_WORK INSTRUCTIONS:_
Pictures are not part of the copy; reproduce the remaining data exactly.

════════════════

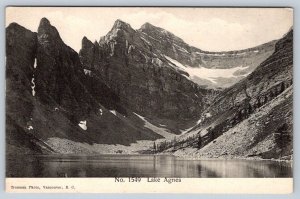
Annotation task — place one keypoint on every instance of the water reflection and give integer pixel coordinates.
(142, 166)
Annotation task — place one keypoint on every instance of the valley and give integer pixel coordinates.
(146, 91)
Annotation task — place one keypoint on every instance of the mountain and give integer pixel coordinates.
(253, 118)
(144, 79)
(51, 98)
(217, 70)
(134, 87)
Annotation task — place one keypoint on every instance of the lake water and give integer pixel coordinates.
(142, 166)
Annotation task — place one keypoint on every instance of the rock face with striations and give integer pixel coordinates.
(217, 70)
(253, 118)
(50, 95)
(142, 77)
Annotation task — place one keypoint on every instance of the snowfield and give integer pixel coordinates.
(207, 73)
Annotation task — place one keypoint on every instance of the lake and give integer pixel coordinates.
(141, 166)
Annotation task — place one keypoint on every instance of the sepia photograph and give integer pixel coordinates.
(154, 93)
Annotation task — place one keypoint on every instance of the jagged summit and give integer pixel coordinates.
(86, 42)
(148, 25)
(119, 24)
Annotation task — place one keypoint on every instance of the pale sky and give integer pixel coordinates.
(212, 29)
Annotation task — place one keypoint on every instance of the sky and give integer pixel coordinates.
(211, 29)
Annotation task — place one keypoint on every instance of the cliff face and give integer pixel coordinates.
(256, 112)
(50, 94)
(140, 85)
(217, 70)
(144, 78)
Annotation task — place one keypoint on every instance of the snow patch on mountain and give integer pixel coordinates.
(207, 73)
(33, 86)
(35, 63)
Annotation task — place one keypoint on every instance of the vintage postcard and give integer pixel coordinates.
(149, 100)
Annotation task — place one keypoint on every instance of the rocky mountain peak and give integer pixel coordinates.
(121, 25)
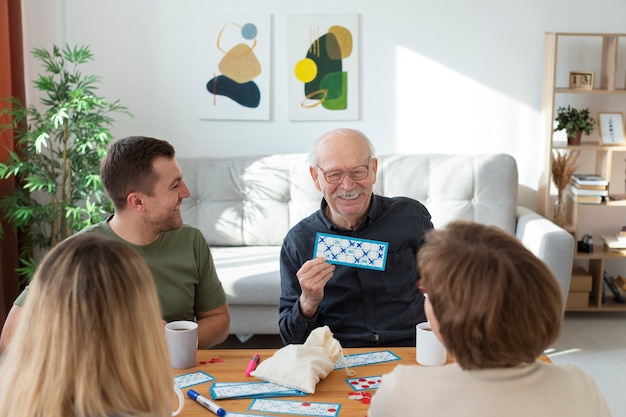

════════════════

_FINISHED TASK:_
Annotation task — place one keypoint on every instance of the water reflection and give integer pixel coordinates.
(142, 166)
Annotation task — place one keypoint on every instance of the valley and give integer pixel coordinates.
(146, 91)
Annotation task — place one keypoint on every instance of the mountain and give integer pixel coordinates.
(253, 118)
(144, 79)
(51, 98)
(217, 70)
(134, 87)
Annotation task — place one keypoint on every instance of the lake water and give integer pixel coordinates.
(142, 166)
Annotation task — place one keypoint on every instance of the rock face with striations and give integer pixel coordinates.
(217, 70)
(253, 118)
(50, 95)
(142, 77)
Annotation task — place one keypoint on every instance of the snowfield and give integer pixel coordinates.
(207, 73)
Annotation task — place one keypoint on every instance of the lake and give integer pixel coordinates.
(141, 166)
Annotation task — place one keypoint on every instance of the sepia photograph and give integer pixel coordinates.
(154, 93)
Annotation task — place one keypoint on every instance of the jagged summit and give integer pixel coordinates.
(86, 42)
(148, 25)
(119, 24)
Annotation task — place one keypoint on every instance of the pale sky and give integer pixel coordinates.
(212, 29)
Annotation task — place one keypoint on every instance of the sky and give integer pixel coordinates.
(211, 29)
Annotation task — place one keypoint on every instance of the cliff face and give integer pixel coordinates.
(256, 112)
(50, 94)
(140, 85)
(217, 70)
(144, 78)
Annotation task — place one keypoint on every instance of the snow patch on mountain and give integer pixel coordinates.
(207, 73)
(33, 86)
(35, 63)
Annotation task — place one keypoint on every instance of the vintage postcard and give integer pixel coordinates.
(149, 100)
Annotation task — place one keypoint on every instance of the rocky mountain peak and give integer pixel coordinates.
(121, 25)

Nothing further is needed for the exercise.